• [Consigne de travail A]: Indiquez si chacune des affirmations suivantes concorde avec le passage du texte : (i) le comité d'éthique recommandé compterait des représentants politiques ; (ii) l'usager doit être prévenu en cas d'usage d'une IA ; (iii) la stratégie Data et IA sera soumise au vote des élus le 4 juin. Répondez par oui ou non et citez à l'identique les mots du passage qui tranchent.
• [Consigne de travail B]: D'après le passage du texte, pourquoi Arthur Dupuy juge-t-il important de mettre en place une équipe IA au sein même de la collectivité ? Répondez en une à trois phrases.
• [Consigne de travail C]: Recopiez mot pour mot tout ce qui, dans le passage du texte, va de « Cet avis va » jusqu'à « 4 juin prochain. ».

• [Passage du texte]:
______________________________

L’agent, l’usager et l’IA
Autres préoccupations : le souci de l’impact environnemental de l’IA ainsi que la protection de la vie privée des citoyens et le contrôle sur leurs données personnelles. Outre l’anonymisation des données pour l’apprentissage des algorithmes et le non-croisement de celles jugées sensibles (comme la santé et la situation financière, par exemple), la convention citoyenne recommande ainsi l’installation d’un comité d’éthique. Consulté en amont de chaque projet important d’IA, il serait composé exclusivement d’experts et de citoyens, sans représentants politiques.
Autre point primordial pour les participants à la convention citoyenne, la transparence en cas d’usage d’une l’IA : l’usager doit systématiquement être prévenu. Pour garantir la totale maîtrise des données utilisées pour entraîner l’IA, la convention citoyenne suggère également la création d’un data-center dédié à la Métropole ou de privilégier des data-centers locaux.
« Il est important de mettre en place une équipe IA au sein même de la collectivité, on ne peut pas prendre le risque de prendre un prestataire extérieur qui pourrait mettre la clé sous la porte », estime Arthur Dupuy.
Pour Anne Noyer-Burdloff, également porte-parole de la convention citoyenne, « l’IA doit avant tout rester un outil, et l’usager ne doit pas être seul face à elle. Il doit toujours y avoir un opérateur. De la même manière, la décision finale doit toujours être prise par un humain ».
Information et formation
Le dernier point de vigilance soulevé par l’avis de la convention citoyenne porte sur l’accessibilité de l’IA à tous, par le déploiement d’importantes campagnes d’information et de formation des citoyens.
« Beaucoup de gens entendent parler de l’IA mais ne savent pas ce que c’est, or on a naturellement peur de ce que l’on ne connaît pas. Nous aimerions que la Métropole porte ce sujet de l’IA à l’échelle nationale an passant par l’Éducation nationale », confie Anne Noyer-Burdloff.
Si l’IA risque de modifier en profondeur certains métiers de la fonction publique, jusqu’au risque de les voir disparaître en tant que tel, « elle est aussi, grâce à la formation, vecteur de nouveaux métiers et la Métropole doit accompagner cette transition. Pas de mise au placard donc mais une réorganisation du quotidien des agents publics », insiste Arthur Dupuy.
Vers une traduction opérationnelle de l’avis
Du côté de la Métropole, les élus Manu Reynaud et Séverine Saint-Martin ont suivi pas à pas les travaux de cette première convention citoyenne.
« Nous allons dans un premier temps répondre point par point à cet avis pour ensuite le traduire en une réalité opérationnelle, rien ne sera mis sous le tapis, promet Manu Reynaud, délégué à la Ville numérique et Intelligente. Ce genre de démarche a du sens lorsque le sujet demande du temps pour y réfléchir et échanger. Cela apporte de la légitimation au sujet. L’avis est une photographie à l’instant T, le regard sur l’IA va continuer à évoluer. »
Une IA qui est souvent un sujet controversé, souligne Séverine Saint-Martin, déléguée au Renouveau démocratique et à l’innovation sociale : « Le démarrage de la convention citoyenne a coïncidé avec le lancement de Chat GPT. Les quarante participants ont pu mesurer, grâce à leurs échanges, l’intérêt de son utilisation si elle est respectueuse et transparente. Leur approche a été pragmatique et confiante tout en étant humainement très attentive à la situation des agents qui vont être en première ligne. Ils ont également été attentifs à ce que cela n’accentue pas la fracture numérique des citoyens ».
Cet avis va servir de base de travail en vue de l’élaboration de la stratégie Data et IA de la collectivité, qui sera soumise au vote des élus lors du conseil de Métropole le 4 juin prochain.

______________________________

• [Données brutes]:
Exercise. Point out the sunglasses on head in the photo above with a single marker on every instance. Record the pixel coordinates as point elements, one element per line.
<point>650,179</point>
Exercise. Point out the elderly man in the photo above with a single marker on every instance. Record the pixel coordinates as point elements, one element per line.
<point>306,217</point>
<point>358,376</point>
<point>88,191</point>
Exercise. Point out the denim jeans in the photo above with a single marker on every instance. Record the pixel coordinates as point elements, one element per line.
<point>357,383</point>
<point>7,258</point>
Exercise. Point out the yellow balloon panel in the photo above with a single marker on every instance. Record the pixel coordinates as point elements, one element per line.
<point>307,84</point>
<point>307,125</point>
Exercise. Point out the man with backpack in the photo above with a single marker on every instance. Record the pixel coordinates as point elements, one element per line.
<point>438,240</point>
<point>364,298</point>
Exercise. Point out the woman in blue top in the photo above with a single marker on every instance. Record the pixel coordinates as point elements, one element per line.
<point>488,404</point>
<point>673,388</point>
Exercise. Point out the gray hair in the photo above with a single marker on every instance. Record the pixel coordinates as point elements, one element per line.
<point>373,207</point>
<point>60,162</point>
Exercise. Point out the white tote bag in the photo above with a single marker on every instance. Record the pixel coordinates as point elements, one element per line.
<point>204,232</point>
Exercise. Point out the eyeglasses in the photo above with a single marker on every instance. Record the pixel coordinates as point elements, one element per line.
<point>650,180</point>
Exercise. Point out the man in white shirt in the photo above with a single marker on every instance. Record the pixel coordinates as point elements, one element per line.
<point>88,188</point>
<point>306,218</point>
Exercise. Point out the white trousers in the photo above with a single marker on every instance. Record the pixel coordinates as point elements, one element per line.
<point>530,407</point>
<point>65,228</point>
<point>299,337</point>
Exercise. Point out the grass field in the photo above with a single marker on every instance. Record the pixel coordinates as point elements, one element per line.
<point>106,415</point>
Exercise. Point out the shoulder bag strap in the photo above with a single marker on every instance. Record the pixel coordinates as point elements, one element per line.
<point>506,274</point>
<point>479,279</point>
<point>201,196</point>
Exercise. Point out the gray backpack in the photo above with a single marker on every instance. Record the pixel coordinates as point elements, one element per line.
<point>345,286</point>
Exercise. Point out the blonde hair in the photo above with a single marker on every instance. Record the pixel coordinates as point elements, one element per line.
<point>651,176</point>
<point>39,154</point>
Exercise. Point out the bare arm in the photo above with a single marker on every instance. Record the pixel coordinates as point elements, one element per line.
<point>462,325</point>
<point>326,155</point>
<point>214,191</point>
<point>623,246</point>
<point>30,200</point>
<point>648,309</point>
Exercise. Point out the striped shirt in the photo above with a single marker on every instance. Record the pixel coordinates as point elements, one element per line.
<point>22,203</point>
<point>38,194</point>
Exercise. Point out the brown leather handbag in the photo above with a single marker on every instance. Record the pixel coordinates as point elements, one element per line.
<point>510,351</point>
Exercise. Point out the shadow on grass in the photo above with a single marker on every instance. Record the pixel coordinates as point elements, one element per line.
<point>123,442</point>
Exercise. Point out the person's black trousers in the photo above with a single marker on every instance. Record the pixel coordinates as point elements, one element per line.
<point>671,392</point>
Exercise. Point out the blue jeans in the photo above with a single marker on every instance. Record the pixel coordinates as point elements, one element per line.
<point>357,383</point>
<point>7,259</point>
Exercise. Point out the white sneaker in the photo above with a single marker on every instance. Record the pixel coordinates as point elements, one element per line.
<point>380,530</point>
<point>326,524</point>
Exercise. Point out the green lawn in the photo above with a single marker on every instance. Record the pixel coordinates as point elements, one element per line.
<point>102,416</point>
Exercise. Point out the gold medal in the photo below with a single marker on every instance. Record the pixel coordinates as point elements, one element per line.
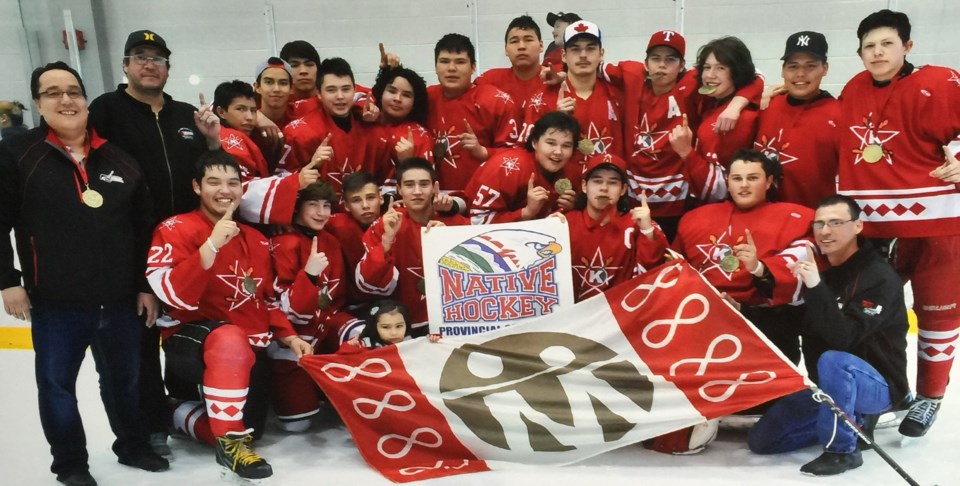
<point>872,153</point>
<point>92,198</point>
<point>440,148</point>
<point>586,146</point>
<point>324,301</point>
<point>729,263</point>
<point>707,89</point>
<point>249,285</point>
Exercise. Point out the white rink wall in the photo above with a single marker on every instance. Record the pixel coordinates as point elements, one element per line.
<point>217,40</point>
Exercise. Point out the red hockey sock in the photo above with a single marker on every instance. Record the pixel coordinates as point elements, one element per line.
<point>228,360</point>
<point>935,351</point>
<point>191,418</point>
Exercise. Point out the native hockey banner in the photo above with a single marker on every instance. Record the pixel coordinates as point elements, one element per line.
<point>482,278</point>
<point>653,355</point>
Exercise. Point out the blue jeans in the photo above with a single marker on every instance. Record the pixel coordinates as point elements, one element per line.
<point>60,339</point>
<point>797,421</point>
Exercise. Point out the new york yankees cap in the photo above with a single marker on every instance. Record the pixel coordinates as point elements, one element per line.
<point>807,41</point>
<point>145,38</point>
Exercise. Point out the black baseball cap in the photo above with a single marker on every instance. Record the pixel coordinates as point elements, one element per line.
<point>807,41</point>
<point>145,38</point>
<point>569,18</point>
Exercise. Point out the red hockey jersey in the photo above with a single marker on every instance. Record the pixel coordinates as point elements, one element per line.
<point>399,272</point>
<point>389,134</point>
<point>497,193</point>
<point>358,149</point>
<point>891,140</point>
<point>350,235</point>
<point>781,231</point>
<point>600,117</point>
<point>606,255</point>
<point>505,80</point>
<point>652,165</point>
<point>238,288</point>
<point>492,114</point>
<point>804,136</point>
<point>309,305</point>
<point>247,153</point>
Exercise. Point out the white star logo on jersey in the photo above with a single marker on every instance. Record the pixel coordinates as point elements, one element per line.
<point>955,78</point>
<point>235,282</point>
<point>418,271</point>
<point>510,165</point>
<point>504,96</point>
<point>595,274</point>
<point>713,254</point>
<point>774,148</point>
<point>169,223</point>
<point>601,141</point>
<point>232,142</point>
<point>871,134</point>
<point>449,142</point>
<point>345,170</point>
<point>537,101</point>
<point>647,139</point>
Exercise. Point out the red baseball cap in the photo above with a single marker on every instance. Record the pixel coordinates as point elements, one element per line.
<point>669,38</point>
<point>606,161</point>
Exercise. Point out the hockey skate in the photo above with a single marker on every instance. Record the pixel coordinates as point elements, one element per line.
<point>239,462</point>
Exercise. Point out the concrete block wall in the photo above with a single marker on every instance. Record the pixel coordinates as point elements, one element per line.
<point>217,40</point>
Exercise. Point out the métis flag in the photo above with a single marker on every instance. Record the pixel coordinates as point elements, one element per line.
<point>656,354</point>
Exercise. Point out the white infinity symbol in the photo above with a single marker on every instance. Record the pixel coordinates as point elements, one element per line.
<point>659,283</point>
<point>408,442</point>
<point>410,471</point>
<point>710,358</point>
<point>676,321</point>
<point>384,404</point>
<point>732,385</point>
<point>359,370</point>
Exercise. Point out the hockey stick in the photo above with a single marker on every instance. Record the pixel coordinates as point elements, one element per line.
<point>821,396</point>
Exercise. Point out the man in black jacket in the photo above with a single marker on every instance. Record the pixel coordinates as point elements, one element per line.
<point>856,310</point>
<point>81,217</point>
<point>166,137</point>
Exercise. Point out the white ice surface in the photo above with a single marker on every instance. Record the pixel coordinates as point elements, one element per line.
<point>326,454</point>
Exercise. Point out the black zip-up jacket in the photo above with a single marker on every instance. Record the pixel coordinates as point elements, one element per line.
<point>72,255</point>
<point>166,144</point>
<point>858,308</point>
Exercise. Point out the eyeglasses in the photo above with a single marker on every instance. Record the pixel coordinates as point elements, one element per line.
<point>142,60</point>
<point>833,223</point>
<point>56,94</point>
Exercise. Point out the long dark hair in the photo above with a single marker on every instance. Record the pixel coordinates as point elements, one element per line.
<point>370,334</point>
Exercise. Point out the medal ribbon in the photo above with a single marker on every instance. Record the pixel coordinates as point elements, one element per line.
<point>84,179</point>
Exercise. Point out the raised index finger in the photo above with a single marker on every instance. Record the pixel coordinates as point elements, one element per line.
<point>228,214</point>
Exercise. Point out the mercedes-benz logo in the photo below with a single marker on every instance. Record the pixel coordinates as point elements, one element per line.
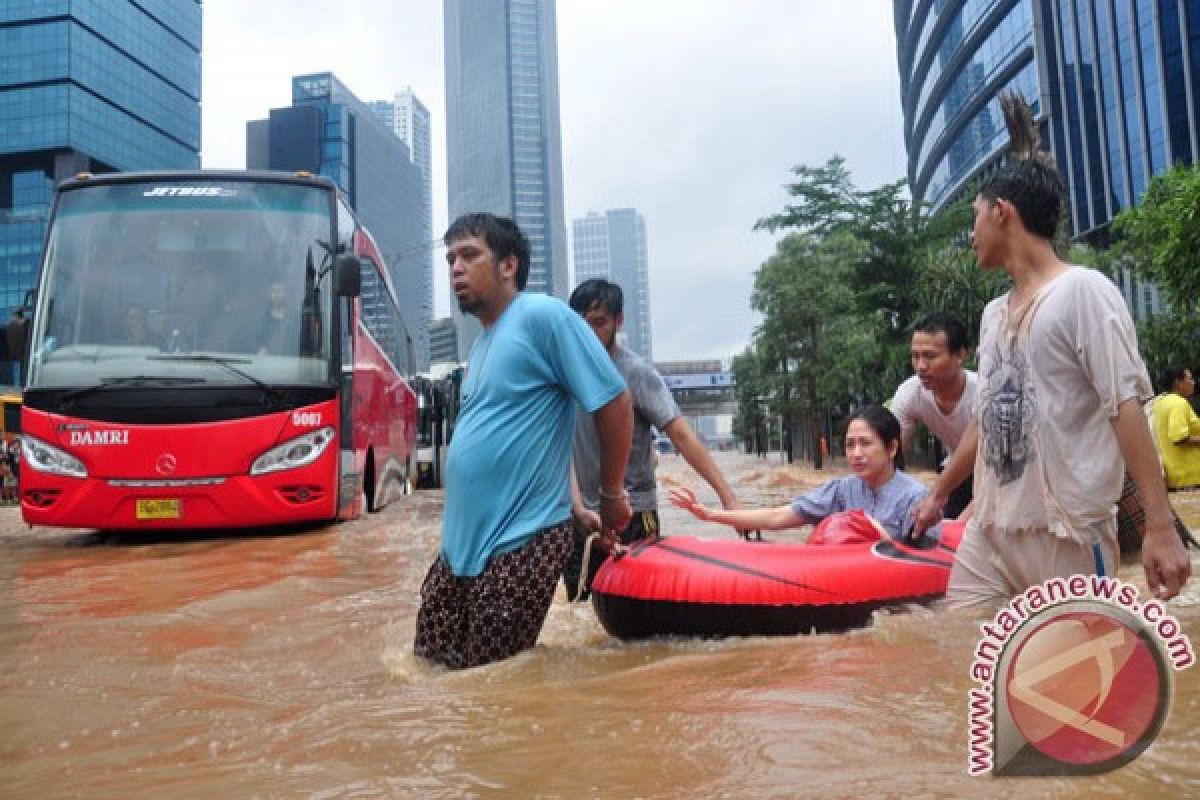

______________________________

• [Résultat de l'exercice A]:
(i) Non : « sans représentants politiques ».
(ii) Oui : « l’usager doit systématiquement être prévenu ».
(iii) Oui : « qui sera soumise au vote des élus lors du conseil de Métropole le 4 juin prochain ».

• [Résultat de l'exercice B]: Selon Arthur Dupuy, la collectivité ne peut pas prendre le risque de recourir à un prestataire extérieur. Ce prestataire pourrait en effet mettre la clé sous la porte.

• [Résultat de l'exercice C]:
Cet avis va servir de base de travail en vue de l’élaboration de la stratégie Data et IA de la collectivité, qui sera soumise au vote des élus lors du conseil de Métropole le 4 juin prochain.